» **Your goal**
Turn every line of the records below into a numbered list and skip any blank lines. Leave the pictures out of your answer.

» **Raw data**

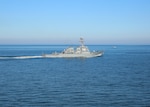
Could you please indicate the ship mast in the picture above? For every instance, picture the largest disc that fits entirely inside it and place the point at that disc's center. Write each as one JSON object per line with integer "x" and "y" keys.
{"x": 82, "y": 41}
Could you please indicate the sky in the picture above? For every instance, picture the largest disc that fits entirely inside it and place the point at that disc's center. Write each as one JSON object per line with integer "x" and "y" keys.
{"x": 106, "y": 22}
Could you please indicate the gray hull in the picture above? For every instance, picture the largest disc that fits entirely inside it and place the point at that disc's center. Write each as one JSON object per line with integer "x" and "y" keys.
{"x": 83, "y": 55}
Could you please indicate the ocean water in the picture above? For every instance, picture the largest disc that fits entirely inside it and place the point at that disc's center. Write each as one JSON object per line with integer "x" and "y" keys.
{"x": 120, "y": 78}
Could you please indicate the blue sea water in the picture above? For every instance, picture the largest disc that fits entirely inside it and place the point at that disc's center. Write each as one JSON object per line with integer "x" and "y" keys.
{"x": 120, "y": 78}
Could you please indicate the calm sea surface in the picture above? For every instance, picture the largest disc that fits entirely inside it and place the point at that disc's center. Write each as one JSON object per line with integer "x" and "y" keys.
{"x": 120, "y": 78}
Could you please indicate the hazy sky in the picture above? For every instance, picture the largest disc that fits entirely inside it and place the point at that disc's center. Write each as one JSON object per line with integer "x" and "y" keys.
{"x": 65, "y": 21}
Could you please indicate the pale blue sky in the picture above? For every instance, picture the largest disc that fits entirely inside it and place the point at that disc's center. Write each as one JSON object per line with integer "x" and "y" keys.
{"x": 65, "y": 21}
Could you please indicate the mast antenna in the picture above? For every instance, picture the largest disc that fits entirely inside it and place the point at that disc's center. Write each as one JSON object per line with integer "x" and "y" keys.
{"x": 82, "y": 41}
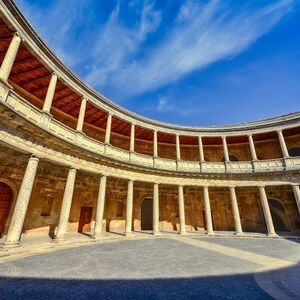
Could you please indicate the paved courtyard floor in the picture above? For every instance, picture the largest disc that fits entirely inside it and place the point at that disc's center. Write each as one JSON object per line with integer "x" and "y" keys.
{"x": 171, "y": 267}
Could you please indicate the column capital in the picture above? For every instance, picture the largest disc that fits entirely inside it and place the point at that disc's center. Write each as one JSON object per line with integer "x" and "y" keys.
{"x": 34, "y": 157}
{"x": 17, "y": 34}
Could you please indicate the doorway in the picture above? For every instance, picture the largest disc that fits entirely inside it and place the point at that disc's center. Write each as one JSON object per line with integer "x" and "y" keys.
{"x": 147, "y": 214}
{"x": 279, "y": 216}
{"x": 5, "y": 204}
{"x": 85, "y": 219}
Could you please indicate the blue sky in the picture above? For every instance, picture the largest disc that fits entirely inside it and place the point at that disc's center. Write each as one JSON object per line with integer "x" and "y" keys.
{"x": 188, "y": 62}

» **Reply**
1. Could you please indicate the ship mast in the picture above? For every instance, picture the largest disc that fits entirely inside it and place the point at that disc's center. Write each as one JSON object per line with integer "x" and "y" keys.
2. {"x": 82, "y": 41}
3. Could you please indicate the sky in the picture above? For every instance, picture the largest disc that fits entirely inside it and place the point at that disc's center. Write each as one JSON object per line with integer "x" and "y" keys.
4. {"x": 106, "y": 22}
5. Could you please indicate the gray hull in the picture above? For every instance, picture the largest disc that fits entirely inside it and place the point at that disc's center. Write each as one JSON object per line with integer "x" and "y" keys.
6. {"x": 83, "y": 55}
7. Could you please indicate the ocean water in the picture above? For every instance, picture the largest disc that fits entirely inside it and place the point at that disc's center. Write each as one JSON object per line with integer "x" and "y" keys.
8. {"x": 120, "y": 78}
9. Could you please indicate the blue sea water in the picture above? For every instance, picture the largest disc that fits entirely inside it and place the point at that disc's center. Write each as one JSON object per line with integer "x" and "y" keys.
10. {"x": 120, "y": 78}
11. Could you please indicate the calm sea surface in the picture above? For every instance, picture the largest disc that fits entirely inside it and place the point at that disc's center. Write each as one JSON object per line with integer "x" and "y" keys.
12. {"x": 120, "y": 78}
13. Could you please indicate the hazy sky in the picture above? For every instance, picture the largest disc that fits entirely inside it and place the point at that disc's center. Write each as one JSON object per line with integer "x" and "y" keys.
14. {"x": 65, "y": 21}
15. Could you please indicate the pale blue sky in the picture above? For every instance, picture the largest disc that fits entirely inside it and place the point at that disc's center. Write each as one JSON object per line with integer "x" and "y" keys.
16. {"x": 65, "y": 21}
17. Could you please indicate the mast antenna in the picture above? For every instance, picture the largest disc that fits entirely inside it and place the point at that disc's center. Write each as one JSON object per line with integer "x" and "y" keys.
18. {"x": 82, "y": 41}
19. Could you please indicate the paved courtyard floor in the picture above? For every instance, picture the largest disc that fits entirely inside it and place the point at that disc's center. Write each as one JSON object per line with integer "x" and "y" keys.
20. {"x": 171, "y": 267}
21. Could you please indicate the column capital in the picture above? For every instance, picture the largest disc that fits entirely inside it and place the point at that disc's center. Write each as one JSON object per line with integer "x" and "y" keys.
22. {"x": 34, "y": 157}
23. {"x": 17, "y": 34}
24. Could you please indicate the doorway in the picture above? For every instance, picture the largest disc that fits entirely inside it and place the point at that disc's center. Write each as one JSON object per line with integer "x" and "y" keys.
25. {"x": 147, "y": 214}
26. {"x": 279, "y": 216}
27. {"x": 5, "y": 204}
28. {"x": 85, "y": 219}
29. Could you please indicate the blue sky in the picture above? For every instance, picture the largest disc that fits entirely inside it and place the point at that disc's center. Write each as one JSON object per line with integer "x" and "y" keys.
30. {"x": 188, "y": 62}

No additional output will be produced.